▶ [Text extract]:
Studio album by Flor Silvestre
- Released: 1963
- Genre: Ranchera; bolero; waltz;
- Label: Musart

Flor Silvestre chronology
| Flor Silvestre (1958) | Flor Silvestre con el Mariachi México (1963) | Flor Silvestre con el Mariachi México, vol. 2 (1964) |

= Flor Silvestre con el Mariachi México =

Flor Silvestre con el Mariachi México is a studio album by Mexican singer Flor Silvestre, released by Musart Records. It is Flor Silvestre's second Musart album and contains her 1961 version of "Cielo rojo", one of her signature songs.

It was a great success, and all twelve of its tracks were included in the greatest hits album Los éxitos de Flor Silvestre.

==Background==
This is Flor Silvestre's second studio album for Musart. It features her hit singles from the early 1960s as well as "Échame a mí la culpa" and "Amémonos", two tracks from her previous Musart album, Flor Silvestre. She is accompanied by Pepe Villa's Mariachi México on all tracks except "Amémonos", which she recorded with the Mariachi Zapopan.

▶ [What to produce]:
Please duplicate the part of the album text between "Flor Silvestre chronology" and "her signature songs.", inclusive. The items after the album text are separate material.

▶ [Dataset entries]:
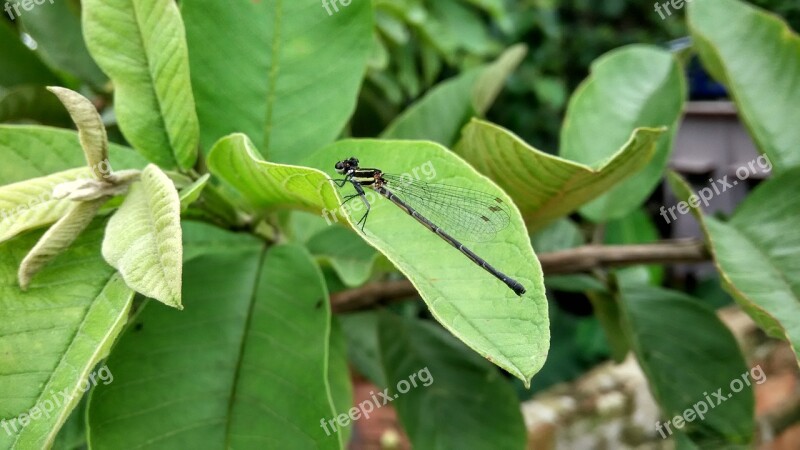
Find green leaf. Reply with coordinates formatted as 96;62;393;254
0;21;59;87
17;198;108;291
47;86;108;173
83;0;200;169
338;311;387;389
207;133;338;214
381;45;527;146
20;0;108;89
88;237;342;449
619;285;765;448
687;0;800;171
179;173;211;211
0;168;91;246
378;313;527;449
306;226;378;287
559;45;686;222
0;85;72;127
181;0;372;163
0;223;133;449
103;164;183;309
0;124;147;184
308;140;549;383
671;168;800;360
328;316;353;444
455;119;665;231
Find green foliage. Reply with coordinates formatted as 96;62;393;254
0;0;800;449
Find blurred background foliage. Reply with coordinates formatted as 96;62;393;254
352;0;800;152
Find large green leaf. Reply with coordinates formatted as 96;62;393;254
328;316;353;444
0;223;133;449
455;119;664;231
378;313;527;450
0;125;147;185
0;22;58;87
82;0;200;169
671;168;800;360
20;0;108;89
181;0;372;163
381;45;526;146
88;236;342;449
338;310;387;389
559;45;686;222
308;140;549;384
208;133;338;213
306;226;379;286
687;0;800;171
619;284;766;448
103;164;183;309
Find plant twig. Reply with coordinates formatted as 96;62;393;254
331;239;710;313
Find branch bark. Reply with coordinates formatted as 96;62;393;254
331;239;711;313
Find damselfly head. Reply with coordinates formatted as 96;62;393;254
336;157;358;174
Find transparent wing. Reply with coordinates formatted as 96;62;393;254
383;174;511;242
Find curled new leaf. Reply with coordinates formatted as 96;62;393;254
103;164;183;309
17;198;107;290
47;86;108;174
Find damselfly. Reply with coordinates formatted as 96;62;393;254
335;158;525;296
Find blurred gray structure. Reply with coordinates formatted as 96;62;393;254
656;101;769;276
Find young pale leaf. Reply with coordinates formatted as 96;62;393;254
82;0;198;169
0;222;133;450
103;164;183;309
0;125;147;185
0;85;72;128
670;168;800;360
308;140;549;384
47;86;110;174
618;283;764;448
88;237;344;449
559;45;686;222
378;313;527;449
181;0;373;163
17;198;108;291
306;227;379;287
455;119;666;231
687;0;800;171
0;168;91;242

▶ [Output below]:
Flor Silvestre chronology
| Flor Silvestre (1958) | Flor Silvestre con el Mariachi México (1963) | Flor Silvestre con el Mariachi México, vol. 2 (1964) |

= Flor Silvestre con el Mariachi México =

Flor Silvestre con el Mariachi México is a studio album by Mexican singer Flor Silvestre, released by Musart Records. It is Flor Silvestre's second Musart album and contains her 1961 version of "Cielo rojo", one of her signature songs.